• Exercício escrito 1: Identifique todas as linhas da listagem que contêm a palavra "facade" e copie-as. Maiúsculas e minúsculas devem ser diferenciadas.

No entanto, sua conceituação é deveras complexa, haja vista
tratar-se de um direito complexo, sendo é necessário ter conhecimento de seus
caracteres e elementos constitutivos
(MONTEIRO, 2007, 3 v., p. 84). Arnaldo Rizzardo (2009, p. 170) relembra a lição
de Orlando Gomes que conceitua a propriedade em três dimensões:
1°) O conceito sintético, que
corresponde à submissão de uma coisa em todas as suas relações com a pessoa.
2°) O conceito analítico, com o
direito de usar, fruir e dispor de uma coisa, e de reavê-la de quem quer que
injustamente a possua.
3°) O conceito descritivo, que abrange
o direito complexo, absoluto, perpétuo e exclusivo, pelo qual uma coisa fica
submetida à vontade de uma pessoa, com as limitações da lei.
E por ser absoluto é oponível erga omnes, como também
pleno, caracterizando como o direito mais completo e extenso dos direitos
reais, constituindo a parte nuclear ou central dos “demais direitos reais, que
pressupõem, necessariamente, o direito de propriedade, do qual são modificações
ou limitações, ao passo que o direito de propriedade pode existir
independentemente de outro direito real em particular” (MONTEIRO, 2007, 3 v.,
p. 84).

• Listagem exibida:

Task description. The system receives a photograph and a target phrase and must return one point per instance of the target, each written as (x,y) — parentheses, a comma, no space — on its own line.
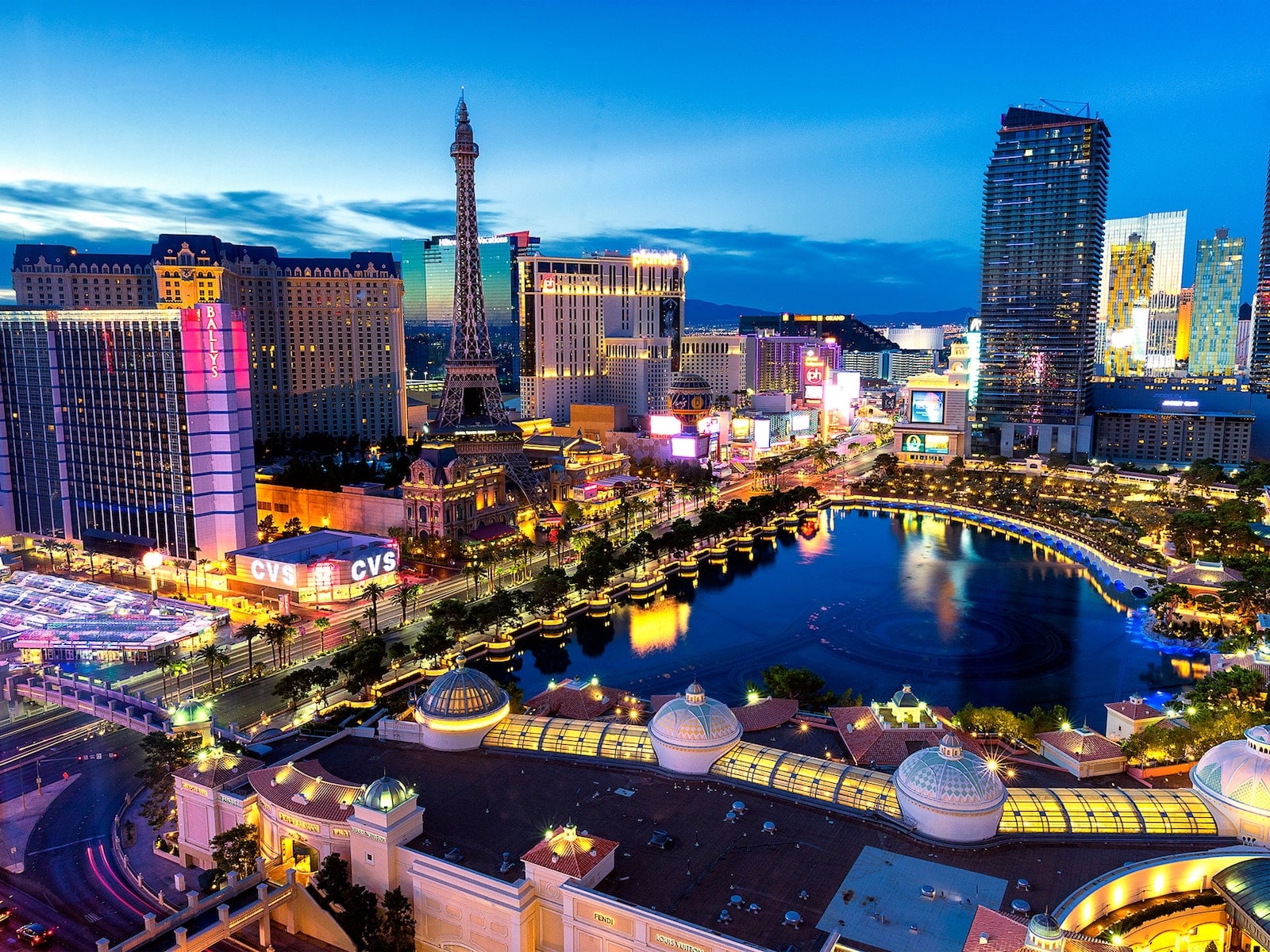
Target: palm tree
(178,668)
(276,634)
(249,632)
(222,658)
(403,598)
(374,592)
(289,632)
(321,628)
(473,573)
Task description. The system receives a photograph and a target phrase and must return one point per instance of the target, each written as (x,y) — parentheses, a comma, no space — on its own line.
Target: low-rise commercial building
(362,507)
(935,425)
(318,566)
(48,619)
(454,498)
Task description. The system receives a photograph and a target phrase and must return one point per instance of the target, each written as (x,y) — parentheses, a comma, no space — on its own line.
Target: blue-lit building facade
(1216,314)
(1259,359)
(1045,207)
(429,302)
(324,334)
(1179,420)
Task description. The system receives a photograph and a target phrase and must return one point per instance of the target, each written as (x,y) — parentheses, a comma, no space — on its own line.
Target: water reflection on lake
(870,602)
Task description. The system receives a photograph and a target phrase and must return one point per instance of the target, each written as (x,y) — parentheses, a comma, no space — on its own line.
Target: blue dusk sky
(806,156)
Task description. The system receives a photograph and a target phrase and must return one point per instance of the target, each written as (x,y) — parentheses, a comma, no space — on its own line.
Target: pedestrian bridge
(92,696)
(241,904)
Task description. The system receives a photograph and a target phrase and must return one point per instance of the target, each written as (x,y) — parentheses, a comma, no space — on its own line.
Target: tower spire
(471,412)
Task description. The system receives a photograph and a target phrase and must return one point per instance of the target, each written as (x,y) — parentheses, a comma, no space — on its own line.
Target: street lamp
(150,562)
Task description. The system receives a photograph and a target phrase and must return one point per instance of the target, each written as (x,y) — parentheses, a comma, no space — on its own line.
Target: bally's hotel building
(127,429)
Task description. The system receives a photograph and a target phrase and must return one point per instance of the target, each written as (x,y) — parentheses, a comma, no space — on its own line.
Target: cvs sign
(374,565)
(268,570)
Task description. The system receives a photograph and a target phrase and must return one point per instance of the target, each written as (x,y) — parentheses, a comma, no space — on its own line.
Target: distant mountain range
(706,314)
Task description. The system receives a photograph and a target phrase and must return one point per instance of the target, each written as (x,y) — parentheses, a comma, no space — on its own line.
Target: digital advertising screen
(935,443)
(926,406)
(664,425)
(683,447)
(762,435)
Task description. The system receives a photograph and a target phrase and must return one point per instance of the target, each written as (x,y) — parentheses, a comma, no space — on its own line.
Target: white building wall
(573,308)
(719,359)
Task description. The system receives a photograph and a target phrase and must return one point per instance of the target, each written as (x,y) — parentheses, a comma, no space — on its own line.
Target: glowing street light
(150,562)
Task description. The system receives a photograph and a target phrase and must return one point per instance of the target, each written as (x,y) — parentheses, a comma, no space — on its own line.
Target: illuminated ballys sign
(270,570)
(214,344)
(374,565)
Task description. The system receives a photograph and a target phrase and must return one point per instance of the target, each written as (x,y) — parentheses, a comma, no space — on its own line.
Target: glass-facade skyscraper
(1216,317)
(1259,361)
(1142,279)
(429,301)
(1045,207)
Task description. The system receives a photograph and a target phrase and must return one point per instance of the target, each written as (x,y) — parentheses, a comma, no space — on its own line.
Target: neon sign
(654,258)
(266,569)
(214,351)
(324,575)
(374,565)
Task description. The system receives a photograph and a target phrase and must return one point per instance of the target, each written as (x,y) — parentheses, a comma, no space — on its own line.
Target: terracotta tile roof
(1083,744)
(869,742)
(302,789)
(1134,711)
(1006,933)
(571,852)
(581,701)
(766,714)
(219,768)
(1009,933)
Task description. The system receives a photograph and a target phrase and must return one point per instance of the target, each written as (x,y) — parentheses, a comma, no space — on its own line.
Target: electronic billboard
(926,406)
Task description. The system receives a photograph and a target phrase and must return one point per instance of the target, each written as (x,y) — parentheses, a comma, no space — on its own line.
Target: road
(70,879)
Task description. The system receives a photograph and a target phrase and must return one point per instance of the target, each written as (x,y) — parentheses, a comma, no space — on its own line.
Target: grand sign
(275,573)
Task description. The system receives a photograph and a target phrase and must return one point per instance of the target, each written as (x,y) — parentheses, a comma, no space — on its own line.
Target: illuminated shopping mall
(714,829)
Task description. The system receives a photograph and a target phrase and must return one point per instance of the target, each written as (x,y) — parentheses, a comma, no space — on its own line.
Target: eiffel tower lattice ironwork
(471,414)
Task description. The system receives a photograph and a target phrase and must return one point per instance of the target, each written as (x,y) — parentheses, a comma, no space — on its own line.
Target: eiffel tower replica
(471,413)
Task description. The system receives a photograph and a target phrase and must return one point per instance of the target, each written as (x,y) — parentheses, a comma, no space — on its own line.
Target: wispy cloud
(755,268)
(789,272)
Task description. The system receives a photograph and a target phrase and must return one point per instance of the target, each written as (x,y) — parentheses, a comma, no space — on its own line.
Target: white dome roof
(460,693)
(695,721)
(385,795)
(1238,771)
(950,778)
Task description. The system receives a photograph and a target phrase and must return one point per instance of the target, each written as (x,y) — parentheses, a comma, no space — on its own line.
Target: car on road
(36,935)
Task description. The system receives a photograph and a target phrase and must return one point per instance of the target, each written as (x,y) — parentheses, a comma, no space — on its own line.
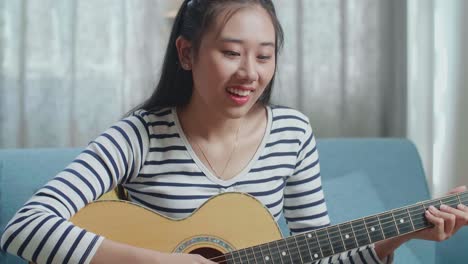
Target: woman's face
(235,62)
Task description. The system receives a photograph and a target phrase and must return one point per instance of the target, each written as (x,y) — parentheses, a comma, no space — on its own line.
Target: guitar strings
(418,210)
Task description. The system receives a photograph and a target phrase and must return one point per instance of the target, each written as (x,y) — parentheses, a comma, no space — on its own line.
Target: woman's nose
(247,71)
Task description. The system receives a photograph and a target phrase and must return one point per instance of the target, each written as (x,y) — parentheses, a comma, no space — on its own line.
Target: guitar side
(223,223)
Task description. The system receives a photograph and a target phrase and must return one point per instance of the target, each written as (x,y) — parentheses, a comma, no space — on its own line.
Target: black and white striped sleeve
(40,230)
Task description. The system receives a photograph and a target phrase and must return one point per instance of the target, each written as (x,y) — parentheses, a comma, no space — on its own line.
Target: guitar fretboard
(325,242)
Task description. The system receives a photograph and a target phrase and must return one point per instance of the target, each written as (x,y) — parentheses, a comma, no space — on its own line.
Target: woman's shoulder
(156,115)
(289,115)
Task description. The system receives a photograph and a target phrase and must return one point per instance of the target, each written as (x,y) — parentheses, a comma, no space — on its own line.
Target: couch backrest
(360,177)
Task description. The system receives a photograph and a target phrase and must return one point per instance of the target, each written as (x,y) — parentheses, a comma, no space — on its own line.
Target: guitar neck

• Exercício escrito 2: No trecho selecionado, quais são as três dimensões em que Orlando Gomes conceitua a propriedade?

• Resposta completa 1:
Target: blue-lit building facade
Target: glass-facade skyscraper

• Resposta completa 2: O conceito sintético, o conceito analítico e o conceito descritivo.